::: MATERIAL PROVIDED :::
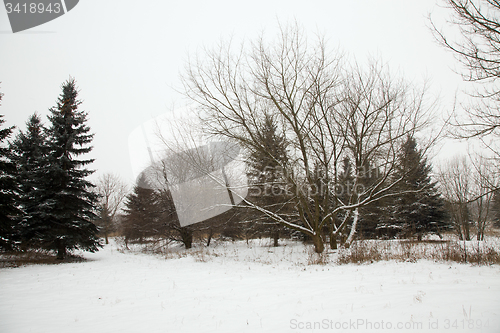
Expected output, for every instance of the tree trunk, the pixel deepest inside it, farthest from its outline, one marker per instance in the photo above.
(319, 246)
(187, 237)
(210, 234)
(333, 241)
(276, 237)
(350, 239)
(61, 251)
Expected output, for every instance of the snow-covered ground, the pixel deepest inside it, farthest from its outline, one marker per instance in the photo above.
(236, 287)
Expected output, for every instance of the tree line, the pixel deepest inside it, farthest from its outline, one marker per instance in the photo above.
(334, 151)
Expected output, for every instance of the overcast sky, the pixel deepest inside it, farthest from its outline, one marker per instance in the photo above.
(127, 56)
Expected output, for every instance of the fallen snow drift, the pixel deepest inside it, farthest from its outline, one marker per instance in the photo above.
(246, 288)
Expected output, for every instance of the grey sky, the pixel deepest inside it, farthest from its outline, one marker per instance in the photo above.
(127, 55)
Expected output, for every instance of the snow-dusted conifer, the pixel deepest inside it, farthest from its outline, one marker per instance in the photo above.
(70, 203)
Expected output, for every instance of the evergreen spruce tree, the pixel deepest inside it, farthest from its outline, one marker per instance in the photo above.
(142, 213)
(267, 181)
(9, 211)
(70, 204)
(29, 153)
(421, 210)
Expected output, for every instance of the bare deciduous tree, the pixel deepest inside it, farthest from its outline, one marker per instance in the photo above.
(466, 187)
(478, 50)
(326, 109)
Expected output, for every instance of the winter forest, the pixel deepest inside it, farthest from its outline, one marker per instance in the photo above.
(301, 162)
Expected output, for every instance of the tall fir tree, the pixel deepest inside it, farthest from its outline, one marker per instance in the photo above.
(30, 154)
(9, 210)
(70, 203)
(419, 210)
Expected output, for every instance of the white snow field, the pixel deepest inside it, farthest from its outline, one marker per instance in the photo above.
(236, 287)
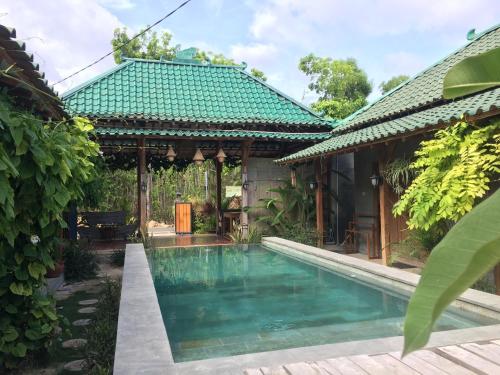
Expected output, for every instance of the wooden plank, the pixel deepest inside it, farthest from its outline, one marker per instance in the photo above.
(471, 360)
(441, 363)
(418, 364)
(303, 368)
(490, 352)
(369, 365)
(393, 366)
(343, 365)
(319, 202)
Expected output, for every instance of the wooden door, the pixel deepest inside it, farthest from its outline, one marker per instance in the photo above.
(183, 218)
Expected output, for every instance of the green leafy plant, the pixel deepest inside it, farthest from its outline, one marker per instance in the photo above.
(101, 334)
(453, 171)
(79, 262)
(42, 168)
(474, 245)
(472, 74)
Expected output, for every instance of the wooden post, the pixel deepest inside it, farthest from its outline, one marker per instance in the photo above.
(245, 154)
(385, 212)
(293, 177)
(218, 199)
(319, 201)
(141, 185)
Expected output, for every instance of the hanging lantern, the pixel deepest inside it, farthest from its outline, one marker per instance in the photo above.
(171, 153)
(221, 156)
(198, 157)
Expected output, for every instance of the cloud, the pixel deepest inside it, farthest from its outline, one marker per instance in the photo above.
(117, 4)
(63, 35)
(255, 54)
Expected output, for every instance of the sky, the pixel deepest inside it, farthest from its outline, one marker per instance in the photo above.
(386, 37)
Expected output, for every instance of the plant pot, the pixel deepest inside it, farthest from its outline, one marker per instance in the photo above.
(57, 271)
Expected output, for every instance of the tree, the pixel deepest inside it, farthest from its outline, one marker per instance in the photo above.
(341, 85)
(150, 46)
(395, 81)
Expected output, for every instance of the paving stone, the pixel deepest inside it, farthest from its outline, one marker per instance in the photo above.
(88, 302)
(75, 366)
(87, 310)
(82, 322)
(74, 343)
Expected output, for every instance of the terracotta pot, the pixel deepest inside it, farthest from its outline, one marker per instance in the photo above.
:::
TASK TO COMPLETE: Print out the records in full and exactly, dropping every picture.

RESPONSE TO THIS TASK:
Expected output, for every instance of the tree trunk, the pixel deepest inside it, farthest from its outline, one marker per instance in the photo above.
(319, 246)
(187, 237)
(210, 234)
(333, 241)
(276, 237)
(350, 239)
(61, 251)
Expected output, for every instance of the snow-covered ground, the pixel deepest inside it, farthest from its outline, one marker per instance in the photo above.
(236, 287)
Expected output, for every instance of the tree line, the pixel deepest inside it, farthest from its outline, one marker per instance in the photo above.
(334, 151)
Expected output, for every instance of the overcast sky, the pixel deepest inside it, farthest from its outline, one marker per instance in the photo above.
(127, 56)
Expected output, for every instance of the fallen snow drift, the pixel deepest inside it, farthest from its outline, one marker per instance in the photo above.
(246, 288)
Expected output, for every instance of the grey sky, the pixel deepest inside it, farthest from its outline, one marker per instance in the photo above.
(127, 55)
Expected output, for every instance of the snow-dusted conifer, the pixel deepest inside it, farthest from its outline, one marker per instance in the photo above.
(70, 203)
Expected output, for every instance of the evergreen spruce tree, the pixel deepest inside it, farthest from its outline, one marker per instance in the photo above.
(142, 213)
(267, 181)
(9, 211)
(70, 204)
(29, 153)
(421, 210)
Expected output, for every instance of the bare deciduous tree, the pixel deepest inside it, farthest from its outline, one marker per instance in the photo above.
(466, 187)
(478, 50)
(326, 109)
Expected output, for every instance of the winter forest, the pixel deepest inside it, farthest from its outline, one marker per instance in the photo above.
(301, 162)
Expected output, for every instance of the tall fir tree, the pixel deepest inside it, farthest from its outline, one marker per instance in the photo above.
(30, 154)
(9, 210)
(70, 203)
(419, 210)
Expected output, for every instance of the white snow field, the pixel deepest inside it, farthest from its outline, one marker per instance in the photo above.
(236, 287)
Expected output, for every instance of the wooden plank, the pixel deepest inside it, farthest from its outline, one marker per instance in the photo above.
(471, 360)
(441, 363)
(418, 364)
(303, 368)
(490, 352)
(369, 365)
(393, 366)
(343, 365)
(319, 202)
Expected output, for every instance of the wooden door, the pixel deepest inside it, farthest from its outline, one marker per instance in the photo above.
(183, 218)
Expected output, for every instance of the green leafy plant, the pixel deepest inside it, farthest from its outline, one marker per instance in the photo above.
(101, 334)
(453, 171)
(79, 262)
(42, 168)
(474, 245)
(472, 74)
Expected output, for every instance of the wooden post, the pixel deepest inside it, farthest from its outline, one marker per instance in the photo above.
(245, 154)
(385, 212)
(293, 177)
(218, 199)
(319, 201)
(141, 185)
Expected output, for every instance of the hanging lantern, the pixel deepest inside it, farthest from its outline, one marker per instance in the photo above.
(171, 153)
(221, 156)
(198, 157)
Expected output, for every instance of the cloud, the pixel deepest inside it, farthest from its outline, one marker per instance in the photo above.
(117, 4)
(63, 35)
(255, 54)
Expected output, for every instance of the sky, the pixel deepest inside it, farthest from its outline, one marker per instance in the photo above.
(386, 37)
Expected output, for every instance of the plant pot, the pixel deepest inside it, farthest from its outline, one marker per instance in the photo above.
(57, 271)
Expected output, for every instance of the tree, the pixel deepest inside it, farthest from its outline, one marker per instance in the photo above.
(341, 85)
(150, 46)
(395, 81)
Expected output, for every instance of the paving stone, the pixel deepest inside it, farthest from its outline, one marker per instance in the photo above.
(88, 302)
(75, 366)
(87, 310)
(82, 322)
(74, 343)
Expected output, for every instance of the terracotta pot, the pixel deepest inside it, farthest from its outline, one marker per instance in the photo above.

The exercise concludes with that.